# START OF Records shown
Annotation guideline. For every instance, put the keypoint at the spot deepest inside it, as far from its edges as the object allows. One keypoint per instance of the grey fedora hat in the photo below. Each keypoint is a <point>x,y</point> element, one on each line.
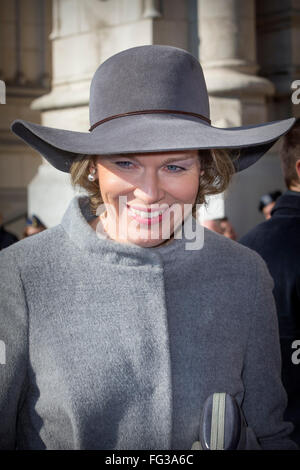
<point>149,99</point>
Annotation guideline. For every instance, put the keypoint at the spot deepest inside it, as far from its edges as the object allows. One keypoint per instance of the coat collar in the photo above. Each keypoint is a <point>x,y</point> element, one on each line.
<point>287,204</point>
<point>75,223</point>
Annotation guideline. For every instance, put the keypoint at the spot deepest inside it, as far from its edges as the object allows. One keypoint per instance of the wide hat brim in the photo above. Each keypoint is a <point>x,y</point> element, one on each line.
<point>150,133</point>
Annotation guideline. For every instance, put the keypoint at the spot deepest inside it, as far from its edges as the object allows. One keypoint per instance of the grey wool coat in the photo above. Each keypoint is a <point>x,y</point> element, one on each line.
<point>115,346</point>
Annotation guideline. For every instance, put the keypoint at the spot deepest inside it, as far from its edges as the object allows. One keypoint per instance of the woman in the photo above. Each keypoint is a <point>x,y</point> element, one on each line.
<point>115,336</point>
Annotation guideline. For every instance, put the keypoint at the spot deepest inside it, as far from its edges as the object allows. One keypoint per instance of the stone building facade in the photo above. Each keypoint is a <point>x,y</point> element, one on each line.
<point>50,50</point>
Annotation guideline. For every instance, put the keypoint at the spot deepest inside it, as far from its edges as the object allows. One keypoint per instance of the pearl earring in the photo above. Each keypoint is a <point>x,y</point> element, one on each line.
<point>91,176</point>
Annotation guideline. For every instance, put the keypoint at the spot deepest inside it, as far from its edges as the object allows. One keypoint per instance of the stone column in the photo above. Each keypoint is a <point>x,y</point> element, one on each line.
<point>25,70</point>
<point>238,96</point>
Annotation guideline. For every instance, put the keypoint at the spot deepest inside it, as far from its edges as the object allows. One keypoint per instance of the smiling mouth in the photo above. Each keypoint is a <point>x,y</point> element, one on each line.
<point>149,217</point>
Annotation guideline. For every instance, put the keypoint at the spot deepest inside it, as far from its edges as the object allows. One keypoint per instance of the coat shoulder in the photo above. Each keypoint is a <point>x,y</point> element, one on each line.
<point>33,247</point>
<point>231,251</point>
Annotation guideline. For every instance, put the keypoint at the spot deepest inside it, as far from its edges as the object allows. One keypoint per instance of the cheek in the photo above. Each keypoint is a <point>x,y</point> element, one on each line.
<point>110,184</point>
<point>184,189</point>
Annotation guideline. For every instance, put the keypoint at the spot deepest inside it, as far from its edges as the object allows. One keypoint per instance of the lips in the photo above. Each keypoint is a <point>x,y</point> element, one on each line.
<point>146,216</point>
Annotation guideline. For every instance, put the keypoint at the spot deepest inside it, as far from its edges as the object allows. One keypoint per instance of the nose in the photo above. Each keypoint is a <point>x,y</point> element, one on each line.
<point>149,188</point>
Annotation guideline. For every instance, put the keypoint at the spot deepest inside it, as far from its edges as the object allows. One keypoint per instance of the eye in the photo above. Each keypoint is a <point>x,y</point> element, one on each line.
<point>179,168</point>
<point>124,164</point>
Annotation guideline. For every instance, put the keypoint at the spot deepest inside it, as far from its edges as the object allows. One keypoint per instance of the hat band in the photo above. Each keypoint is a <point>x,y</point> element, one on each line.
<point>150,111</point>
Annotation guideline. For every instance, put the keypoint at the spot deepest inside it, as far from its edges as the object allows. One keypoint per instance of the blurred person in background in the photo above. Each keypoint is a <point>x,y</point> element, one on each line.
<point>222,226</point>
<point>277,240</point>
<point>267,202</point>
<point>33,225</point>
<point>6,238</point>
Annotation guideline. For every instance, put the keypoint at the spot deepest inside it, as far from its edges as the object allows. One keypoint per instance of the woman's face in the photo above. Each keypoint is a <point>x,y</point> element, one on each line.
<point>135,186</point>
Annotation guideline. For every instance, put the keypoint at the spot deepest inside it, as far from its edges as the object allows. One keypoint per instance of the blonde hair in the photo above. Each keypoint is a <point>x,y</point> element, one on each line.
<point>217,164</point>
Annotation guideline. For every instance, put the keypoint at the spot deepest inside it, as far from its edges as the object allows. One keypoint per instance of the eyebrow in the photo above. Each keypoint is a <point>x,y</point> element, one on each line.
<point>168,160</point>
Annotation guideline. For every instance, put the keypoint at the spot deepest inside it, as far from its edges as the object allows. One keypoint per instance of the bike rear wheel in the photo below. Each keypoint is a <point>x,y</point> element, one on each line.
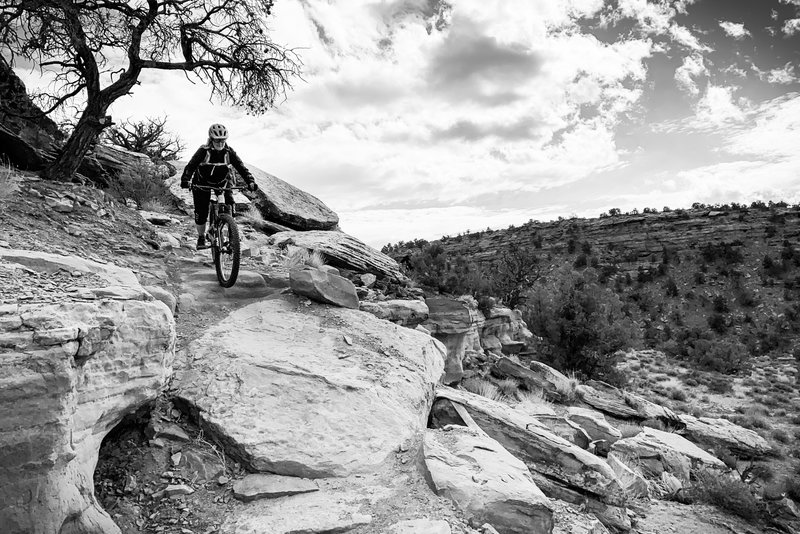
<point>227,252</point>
# END OF Records shown
Write out the lines above word for word, beginning with the very first one and continuing through the line that contains "<point>91,176</point>", including both. Omit the pictures.

# Task response
Annotation guideline. For every instance, put the keypoint at the spot deepest inside it, as far from its edges as the object allows. One keypoint per instance of the grey fedora hat in the photo below. Each keypoint is a <point>x,y</point> element, one on each line.
<point>149,99</point>
Annotation guideline. For every instance, put the keypoint at the spot deepest inside it, as far from its edges as the object allows. One keypoint per instance of the coat collar in the photo above. Each keypoint is a <point>x,y</point> element, one on each line.
<point>287,204</point>
<point>75,223</point>
Annotation guideline. For every instance, put the keypoint at the spot deepest inside it, as far from its edges as the object allows. One keypoint per instance of the wide hat brim in the photo above. Each keypoint is a <point>x,y</point> element, one on each line.
<point>150,133</point>
Annotation guideline. For every instance, put the keypoint at the spot deepest inside it, as far from its edges as the object allows. One keypoint per instance of the grey wool coat in the photo above. Each keypoint is a <point>x,y</point> element, one on each line.
<point>115,346</point>
Annotation guideline. For every instance, put the keypoint at the spot deepest inside it, as far from its edges as the object allows. One keypoint per instance of the woman in the photo above. Each keypoint is a <point>x,y</point> element, one on each line.
<point>115,336</point>
Annotation guideline. For every instance, put the keypoint at the spot deepest inside it, as far from its edges as the object allows. One keypoint per instance of the stone building facade in the photo above. Each keypoint is a <point>x,y</point> element, one on each line.
<point>50,50</point>
Annotation guideline. For every instance, put the keypoint at the spot deepest inside it, as far from its edges as the object allows. One keypoint per instance of the pearl earring in the photo above. Each keypoint is a <point>x,y</point> element, one on each line.
<point>91,176</point>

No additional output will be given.